◆ Stored data:
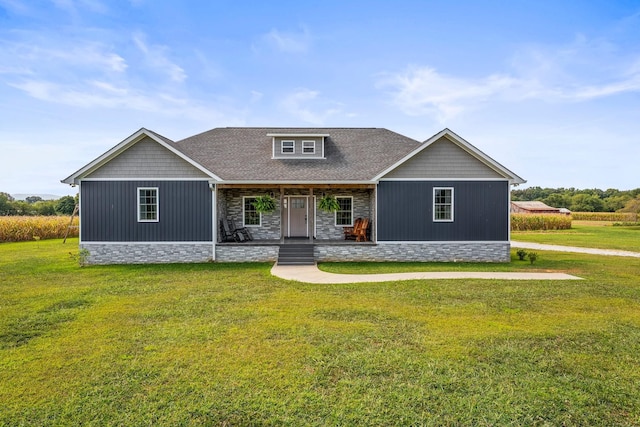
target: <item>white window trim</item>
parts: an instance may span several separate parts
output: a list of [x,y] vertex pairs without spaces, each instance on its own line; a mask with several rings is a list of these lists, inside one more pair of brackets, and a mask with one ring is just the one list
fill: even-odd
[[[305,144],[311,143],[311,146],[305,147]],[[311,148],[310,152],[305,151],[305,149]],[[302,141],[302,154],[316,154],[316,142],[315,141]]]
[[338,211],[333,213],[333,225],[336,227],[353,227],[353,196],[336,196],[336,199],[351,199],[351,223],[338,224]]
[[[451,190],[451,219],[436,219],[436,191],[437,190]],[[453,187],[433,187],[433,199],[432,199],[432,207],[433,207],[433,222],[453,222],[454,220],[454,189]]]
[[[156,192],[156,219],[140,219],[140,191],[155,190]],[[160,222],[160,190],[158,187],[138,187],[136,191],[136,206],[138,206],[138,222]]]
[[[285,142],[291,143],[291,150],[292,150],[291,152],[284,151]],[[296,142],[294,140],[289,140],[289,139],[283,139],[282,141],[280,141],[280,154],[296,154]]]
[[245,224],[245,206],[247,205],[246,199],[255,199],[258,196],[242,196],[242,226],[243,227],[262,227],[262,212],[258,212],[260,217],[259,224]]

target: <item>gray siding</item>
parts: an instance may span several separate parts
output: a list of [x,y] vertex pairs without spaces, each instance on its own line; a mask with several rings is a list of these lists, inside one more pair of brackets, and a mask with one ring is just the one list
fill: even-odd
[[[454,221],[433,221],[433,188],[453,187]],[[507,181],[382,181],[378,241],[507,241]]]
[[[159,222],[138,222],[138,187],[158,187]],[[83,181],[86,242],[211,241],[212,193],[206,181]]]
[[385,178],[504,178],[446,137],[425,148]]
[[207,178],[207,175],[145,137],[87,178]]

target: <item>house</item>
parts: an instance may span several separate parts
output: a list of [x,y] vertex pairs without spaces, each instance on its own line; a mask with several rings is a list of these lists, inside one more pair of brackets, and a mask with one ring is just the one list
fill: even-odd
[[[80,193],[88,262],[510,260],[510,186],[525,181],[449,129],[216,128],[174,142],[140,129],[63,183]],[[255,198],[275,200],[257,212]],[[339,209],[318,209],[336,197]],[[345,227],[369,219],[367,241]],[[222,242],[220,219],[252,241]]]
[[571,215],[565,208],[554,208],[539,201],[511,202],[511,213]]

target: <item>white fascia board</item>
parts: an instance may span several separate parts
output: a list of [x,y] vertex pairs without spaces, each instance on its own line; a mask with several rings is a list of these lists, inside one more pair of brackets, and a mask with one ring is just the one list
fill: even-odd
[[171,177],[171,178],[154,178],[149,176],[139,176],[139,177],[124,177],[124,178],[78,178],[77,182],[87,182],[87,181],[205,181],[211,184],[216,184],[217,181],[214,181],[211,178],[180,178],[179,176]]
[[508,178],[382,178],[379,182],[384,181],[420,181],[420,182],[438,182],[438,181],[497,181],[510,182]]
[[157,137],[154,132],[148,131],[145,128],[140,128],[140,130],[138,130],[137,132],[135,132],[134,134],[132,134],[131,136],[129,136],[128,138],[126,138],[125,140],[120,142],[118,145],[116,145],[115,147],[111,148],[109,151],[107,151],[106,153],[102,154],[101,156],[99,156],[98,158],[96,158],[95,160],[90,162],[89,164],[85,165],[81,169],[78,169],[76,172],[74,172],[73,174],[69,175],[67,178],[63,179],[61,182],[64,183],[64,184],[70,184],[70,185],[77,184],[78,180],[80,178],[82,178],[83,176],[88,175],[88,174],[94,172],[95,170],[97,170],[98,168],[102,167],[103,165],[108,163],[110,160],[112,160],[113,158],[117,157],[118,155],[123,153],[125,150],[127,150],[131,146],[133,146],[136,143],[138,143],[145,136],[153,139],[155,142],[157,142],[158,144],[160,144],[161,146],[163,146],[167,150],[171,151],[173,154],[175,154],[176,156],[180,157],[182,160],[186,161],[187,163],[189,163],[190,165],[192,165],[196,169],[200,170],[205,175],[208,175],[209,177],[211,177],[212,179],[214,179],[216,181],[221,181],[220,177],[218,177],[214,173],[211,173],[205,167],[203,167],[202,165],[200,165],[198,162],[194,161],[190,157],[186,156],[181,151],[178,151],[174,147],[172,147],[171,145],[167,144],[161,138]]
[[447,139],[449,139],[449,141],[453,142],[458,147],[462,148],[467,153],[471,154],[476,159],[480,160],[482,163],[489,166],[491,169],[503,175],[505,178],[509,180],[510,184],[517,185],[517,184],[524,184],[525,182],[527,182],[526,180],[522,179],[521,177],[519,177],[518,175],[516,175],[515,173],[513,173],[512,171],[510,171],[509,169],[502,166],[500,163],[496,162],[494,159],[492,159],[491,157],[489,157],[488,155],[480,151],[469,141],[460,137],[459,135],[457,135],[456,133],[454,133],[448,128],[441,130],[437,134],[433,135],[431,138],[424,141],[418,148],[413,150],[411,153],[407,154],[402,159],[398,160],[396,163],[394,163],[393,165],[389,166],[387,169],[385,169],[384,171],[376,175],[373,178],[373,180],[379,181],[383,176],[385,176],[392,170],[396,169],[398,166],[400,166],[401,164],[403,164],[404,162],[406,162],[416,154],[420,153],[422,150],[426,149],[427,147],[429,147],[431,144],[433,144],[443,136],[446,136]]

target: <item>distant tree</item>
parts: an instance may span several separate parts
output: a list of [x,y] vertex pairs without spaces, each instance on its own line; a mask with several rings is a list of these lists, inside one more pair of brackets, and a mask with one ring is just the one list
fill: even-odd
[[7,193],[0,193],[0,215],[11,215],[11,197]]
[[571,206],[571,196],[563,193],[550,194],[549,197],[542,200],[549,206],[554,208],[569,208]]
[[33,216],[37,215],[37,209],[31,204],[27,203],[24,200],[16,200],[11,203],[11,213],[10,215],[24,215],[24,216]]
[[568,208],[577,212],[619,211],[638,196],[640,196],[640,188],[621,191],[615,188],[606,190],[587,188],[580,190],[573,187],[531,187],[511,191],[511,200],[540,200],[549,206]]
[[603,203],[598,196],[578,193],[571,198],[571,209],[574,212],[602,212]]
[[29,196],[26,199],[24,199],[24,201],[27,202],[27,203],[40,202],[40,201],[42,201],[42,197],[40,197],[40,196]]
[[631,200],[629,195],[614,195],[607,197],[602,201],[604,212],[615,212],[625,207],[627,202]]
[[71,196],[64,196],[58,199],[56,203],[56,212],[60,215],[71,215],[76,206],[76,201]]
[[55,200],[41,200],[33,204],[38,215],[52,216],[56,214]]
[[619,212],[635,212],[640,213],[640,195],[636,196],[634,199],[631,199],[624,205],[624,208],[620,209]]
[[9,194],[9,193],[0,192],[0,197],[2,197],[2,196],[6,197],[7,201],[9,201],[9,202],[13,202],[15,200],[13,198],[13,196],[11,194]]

--

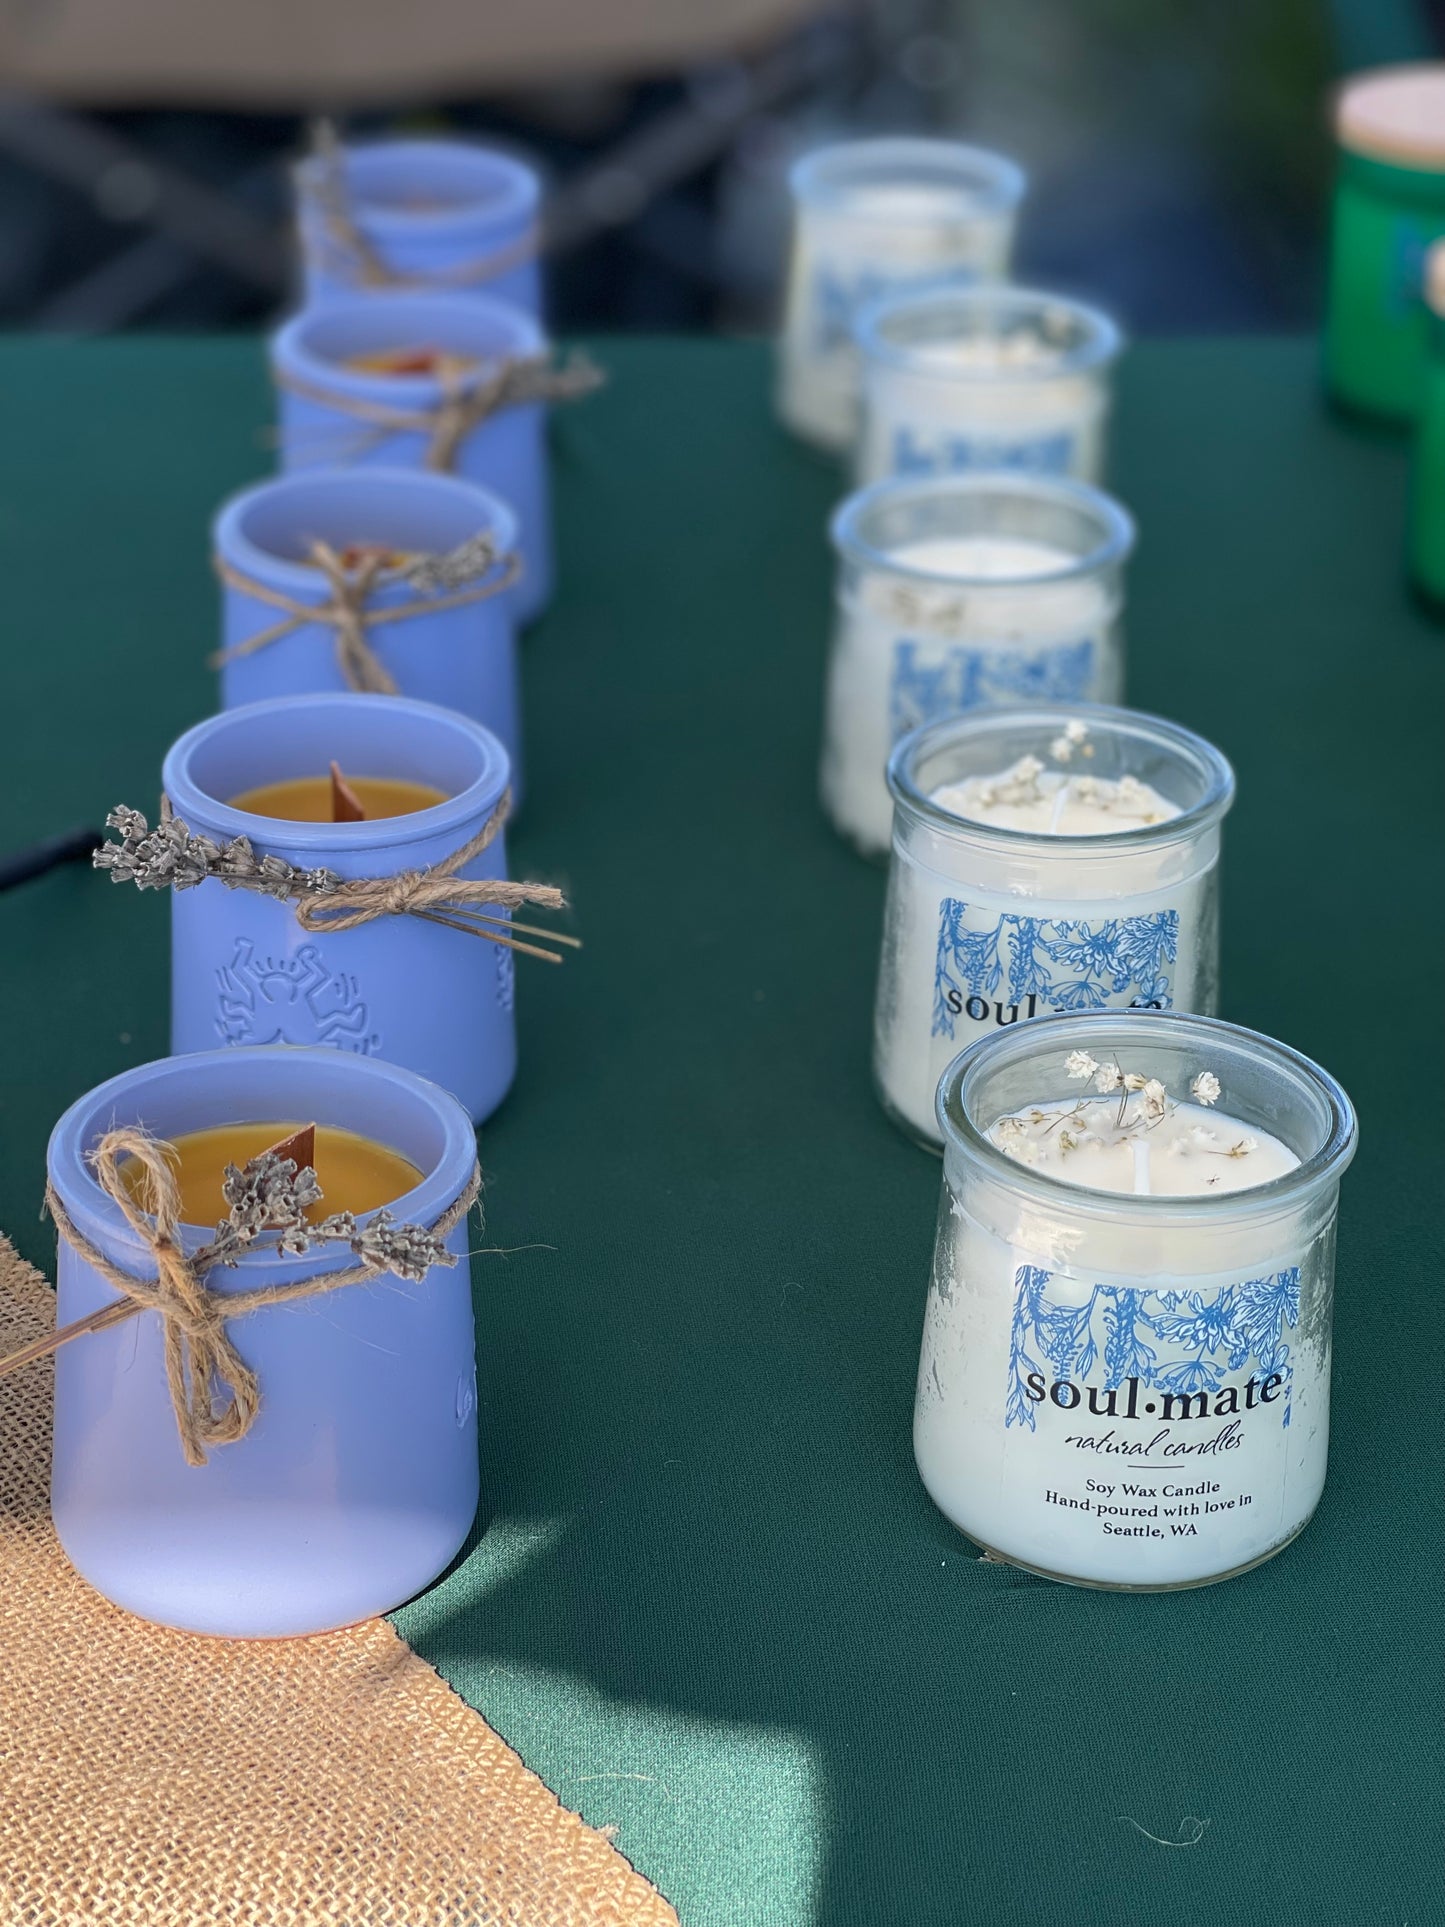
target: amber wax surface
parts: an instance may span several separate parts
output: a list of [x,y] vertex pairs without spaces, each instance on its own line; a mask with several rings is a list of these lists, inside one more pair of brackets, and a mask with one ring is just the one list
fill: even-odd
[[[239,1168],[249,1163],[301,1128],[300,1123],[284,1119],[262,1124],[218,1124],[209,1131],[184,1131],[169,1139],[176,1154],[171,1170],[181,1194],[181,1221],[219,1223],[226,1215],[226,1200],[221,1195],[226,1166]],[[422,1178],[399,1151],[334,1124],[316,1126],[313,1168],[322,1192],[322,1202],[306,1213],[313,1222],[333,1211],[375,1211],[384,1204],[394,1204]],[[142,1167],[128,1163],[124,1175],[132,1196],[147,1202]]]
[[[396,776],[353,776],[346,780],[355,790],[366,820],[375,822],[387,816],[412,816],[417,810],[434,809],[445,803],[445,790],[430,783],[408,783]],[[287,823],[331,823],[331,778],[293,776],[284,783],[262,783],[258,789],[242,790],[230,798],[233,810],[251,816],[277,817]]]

◆ Problem description:
Copy out all lines of the listing above that include "target".

◆ Task output:
target: <item>white window trim</item>
target: <item>gray siding</item>
target: <item>house</item>
target: <item>white fascia board</item>
target: <item>distant tree</item>
target: amber wax surface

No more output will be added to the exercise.